TASK INSTRUCTIONS:
- a) In the essay about reading plans, what page of Beloved is the writer on?
- b) Pick up the essay about reading plans right after its final sentence and keep writing it.

TEXT SECTION:
• • • • •

Let me be honest with you. I like reading, but more than that I like planning. I buy books because they have got good reviews, because they were featured in the 100-must-read-books-before-you-die list, because the cover caught my eye while browsing a second hand bookstore, because my friends couldn’t stop talking about the book. Many reasons – same fate. They all get neatly stacked into my ‘new’ bookshelf. It makes for a beautiful sight – all Murakamis and Alexander M Smiths on one shelf. The orange penguins lined up next to each other. Some maroon leather bound classics finding space among them, leaving you heady with their smell. When I read, I often glance at my books and make a mental note of what I should pick up next. Sadly, more often than not, I do not stick to that plan.
I borrowed Beloved – by Toni Morrison from the library this week, along with The Brief Wondrous Life of Oscar Wao by Junot Diaz and Wildwoo by Meloy Ellis. I am on page 21 of the first and haven’t even opened the others. But it is raining outside, the earth smells of that particular concoction when it gets wet, there is a cup of tea always at hand. And I cannot keep myself from going to the bookshelf and looking at Murakami’s Kafka on the Shore. I read that book around 2.5 years ago. But bits of it is still stuck in my memory. I remember reading it timidly, not knowing exactly how to react. But by the end when the pace had picked up and left me drunk, I didn’t know what to believe around me. I am not sure if any of his other books will leave me breathless like that, but that is exactly what I am in the mood for (no offence to the brilliant writing of Morrison here).

• • • • •

DATA SECTION:
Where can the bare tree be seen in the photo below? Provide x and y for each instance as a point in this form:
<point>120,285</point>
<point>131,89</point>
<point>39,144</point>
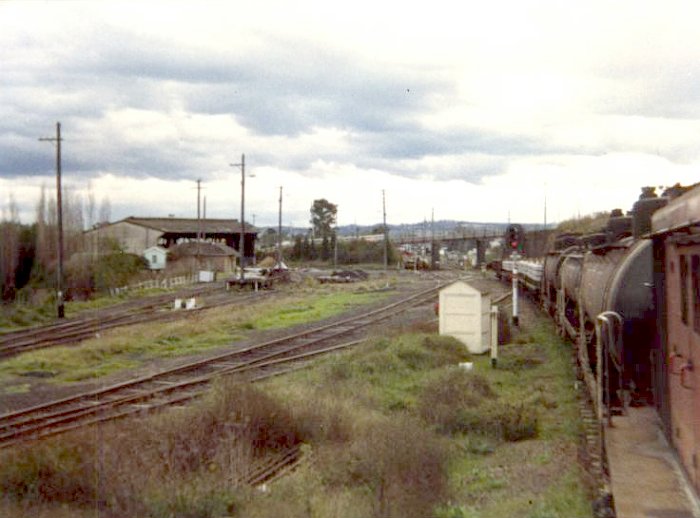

• • • • •

ANSWERS TO EACH TASK:
- a) Page 21.

- b)
Meanwhile, I met a friend who spoke very highly of 40 Rules of Love, by Elif Shafak. In an earlier post I had spoken about how I adore Shafak’s style of writing, the poetry in each of her lines, the ease with which she explains and yet makes it a work of art. And combined with Rumi’s poetry (which I have only heard from time to time when friends shared it on their pleasant moods), I am sure it would be quite a read too.
Do you think it makes sense then to leave a book midway and pick up something that seems to be almost calling out to me? (Also, if you have read an of Murakami’s other books or Shafak’s 40 Rules… let me know if I should make the jump! )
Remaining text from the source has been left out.